§ **SET TASK**:
All records should be reproduced verbatim.

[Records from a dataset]

_____

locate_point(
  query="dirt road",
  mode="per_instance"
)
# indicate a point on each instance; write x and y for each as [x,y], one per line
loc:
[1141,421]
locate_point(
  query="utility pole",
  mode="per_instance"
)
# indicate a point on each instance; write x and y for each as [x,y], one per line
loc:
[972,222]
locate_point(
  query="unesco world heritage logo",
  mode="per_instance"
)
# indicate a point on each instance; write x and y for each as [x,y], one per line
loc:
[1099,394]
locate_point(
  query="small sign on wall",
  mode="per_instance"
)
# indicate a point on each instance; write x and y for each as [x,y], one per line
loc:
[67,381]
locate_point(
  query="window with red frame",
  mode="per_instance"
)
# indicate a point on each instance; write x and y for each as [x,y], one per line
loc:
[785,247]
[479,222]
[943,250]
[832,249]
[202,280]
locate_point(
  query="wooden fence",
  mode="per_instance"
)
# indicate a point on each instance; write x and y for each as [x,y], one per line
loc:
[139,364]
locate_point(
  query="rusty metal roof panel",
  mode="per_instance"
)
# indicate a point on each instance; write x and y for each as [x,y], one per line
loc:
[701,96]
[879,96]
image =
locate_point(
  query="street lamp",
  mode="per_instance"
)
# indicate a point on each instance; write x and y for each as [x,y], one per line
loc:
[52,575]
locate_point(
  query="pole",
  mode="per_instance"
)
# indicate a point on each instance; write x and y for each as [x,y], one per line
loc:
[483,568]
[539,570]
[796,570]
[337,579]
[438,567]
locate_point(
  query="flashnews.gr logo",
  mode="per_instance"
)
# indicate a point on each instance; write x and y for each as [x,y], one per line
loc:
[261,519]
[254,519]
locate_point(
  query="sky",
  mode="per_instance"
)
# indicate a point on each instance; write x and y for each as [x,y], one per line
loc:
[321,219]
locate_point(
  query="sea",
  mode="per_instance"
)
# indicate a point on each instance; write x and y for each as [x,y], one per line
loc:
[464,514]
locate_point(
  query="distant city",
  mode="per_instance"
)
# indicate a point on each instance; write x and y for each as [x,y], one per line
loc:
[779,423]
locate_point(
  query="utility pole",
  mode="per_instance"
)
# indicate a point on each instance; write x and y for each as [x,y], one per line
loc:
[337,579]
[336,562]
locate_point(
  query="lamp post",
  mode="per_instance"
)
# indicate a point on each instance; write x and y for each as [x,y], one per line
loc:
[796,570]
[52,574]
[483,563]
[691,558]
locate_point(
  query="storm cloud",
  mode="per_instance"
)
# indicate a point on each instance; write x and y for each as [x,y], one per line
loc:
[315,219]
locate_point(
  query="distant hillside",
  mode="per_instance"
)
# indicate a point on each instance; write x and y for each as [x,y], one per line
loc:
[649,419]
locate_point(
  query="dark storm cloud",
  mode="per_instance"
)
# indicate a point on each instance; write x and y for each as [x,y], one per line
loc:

_____

§ **TASK SOLUTION**:
locate_point(
  query="dirt road",
  mode="per_instance"
)
# indicate a point on each instance; write x and y for each as [x,y], one per line
loc:
[1141,421]
locate_point(
  query="utility pole",
  mode="per_instance"
)
# indicate a point on each instance; write x and y for each as [x,y], one per line
loc:
[972,222]
locate_point(
  query="unesco world heritage logo",
  mode="per_instance"
)
# indicate a point on each instance; write x and y for each as [x,y], one per line
loc:
[1099,394]
locate_point(
  query="small sign on wall",
  mode="per_instance"
)
# indicate a point on each instance; write x and y for each as [x,y], one per line
loc:
[67,381]
locate_point(
  query="window with red frame",
  mode="per_instance"
)
# indicate a point on each instance; write x and y for each as [x,y], one per line
loc:
[785,247]
[479,222]
[943,250]
[832,249]
[202,280]
locate_point(
  query="wooden fence",
  mode="per_instance"
)
# indicate a point on each instance; write x and y for each as [x,y], one per line
loc:
[139,364]
locate_point(
  query="rusty metal roof panel",
  mode="per_instance"
)
# indicate a point on each instance; write x and y for each as [x,y], one per line
loc:
[701,96]
[879,96]
image =
locate_point(
  query="street lamp",
  mode="per_instance"
)
# indicate a point on each instance; write x and y for each as [x,y], one per line
loc:
[52,575]
locate_point(
  query="pole",
  mode="per_instance"
)
# indicate a point on each instance; write x and y for each as [x,y], one per line
loc:
[483,568]
[539,570]
[796,570]
[337,579]
[438,567]
locate_point(
  query="flashnews.gr logo",
  mode="per_instance"
)
# indicate a point on each instance; write x and y for each as [x,y], one per line
loc:
[261,519]
[254,519]
locate_point(
  query="sky",
  mode="per_instance"
)
# indicate a point on each instance; write x and y for each as [x,y], one per line
loc:
[321,219]
locate_point(
  query="sea",
  mode="per_instance"
)
# indicate a point on each instance; write x and y for each as [x,y], one per line
loc:
[464,514]
locate_point(
  query="distant city",
  mode="per_instance"
)
# indicate a point on each instance; write x and y for each as [x,y], one per line
loc:
[779,423]
locate_point(
  query="utility pole",
  mode="per_instance"
)
# indicate a point on each instance; write x and y for each as [x,y], one per line
loc:
[337,579]
[336,562]
locate_point(
  query="lamp post",
  mode="per_instance"
)
# indicate a point on each instance; write x and y for each as [x,y], one per line
loc:
[796,570]
[52,574]
[483,563]
[691,558]
locate_point(
  query="storm cloud",
  mode="per_instance"
)
# indicate a point on each instance; write x and y for each as [x,y], one per line
loc:
[315,219]
locate_point(
  query="distant hillside",
  mode="per_instance"
)
# indicate a point on each instance; write x and y for each as [x,y], one per line
loc:
[649,419]
locate_point(
  query="dark storm cloud",
  mode="per_instance"
)
# indicate a point on each instance; write x and y for each as [x,y], one per line
loc:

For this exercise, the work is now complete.